**Tâche écrite**
Traduisez en anglais, s'il vous plaît, cette phrase de l'extrait ci-dessous sur le référendum constitutionnel : « Une fois encore, sur un sujet précis, les électeurs se répartissent en deux camps, qui ne recouvrent en rien le clivage droite-gauche. »

**Extrait de page**
--- --- ---

Référendum constitutionnel et clivage droite-gauche

Référendum constitutionnel et clivage droite-gauche

Le projet de Constitution européenne divise aussi bien la gauche que la droite. Certains communistes voteront « oui », comme sans doute Bernard Thibault, secrétaire général de la CGT; quelque 15 % des électeurs du Front national s’apprêteraient également à voter « oui »; tandis qu’au PS, alors que le « oui », avait remporté près de 60 % des suffrages lors d’un référendum interne, le « non » gagne chaque jour du terrain. Quant à l’UMP, quasiment unanime au niveau de ses principaux dirigeants, ses électeurs apparaissent très divisés.

Une fois encore, sur un sujet précis, les électeurs se répartissent en deux camps, qui ne recouvrent en rien le clivage droite-gauche. C’est frappant. Mais c’est aussi banal. Car c’est ainsi presque toujours sur toutes les questions politiques ou de société.

--- --- ---

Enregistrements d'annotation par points
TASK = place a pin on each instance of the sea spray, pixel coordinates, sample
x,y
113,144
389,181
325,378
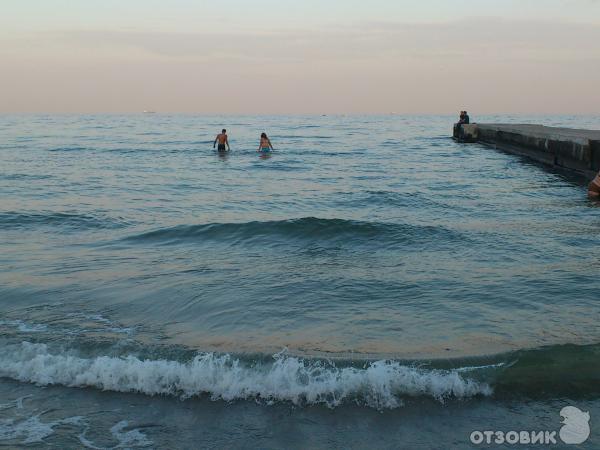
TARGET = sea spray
x,y
379,384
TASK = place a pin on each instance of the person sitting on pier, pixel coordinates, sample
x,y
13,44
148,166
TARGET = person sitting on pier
x,y
594,187
465,118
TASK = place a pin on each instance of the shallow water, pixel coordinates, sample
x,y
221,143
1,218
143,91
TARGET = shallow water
x,y
368,264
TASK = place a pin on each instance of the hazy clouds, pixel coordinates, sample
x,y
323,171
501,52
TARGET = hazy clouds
x,y
381,64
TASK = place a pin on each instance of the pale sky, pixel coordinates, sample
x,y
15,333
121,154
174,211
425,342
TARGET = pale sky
x,y
302,56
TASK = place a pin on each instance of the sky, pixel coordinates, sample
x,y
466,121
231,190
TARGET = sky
x,y
300,56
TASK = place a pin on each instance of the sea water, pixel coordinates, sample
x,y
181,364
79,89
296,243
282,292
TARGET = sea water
x,y
369,283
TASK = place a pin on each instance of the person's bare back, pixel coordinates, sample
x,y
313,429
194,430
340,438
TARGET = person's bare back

--- --- ---

**Réponse à la tâche**
Once again, on a specific issue, voters split into two camps that in no way correspond to the left-right divide.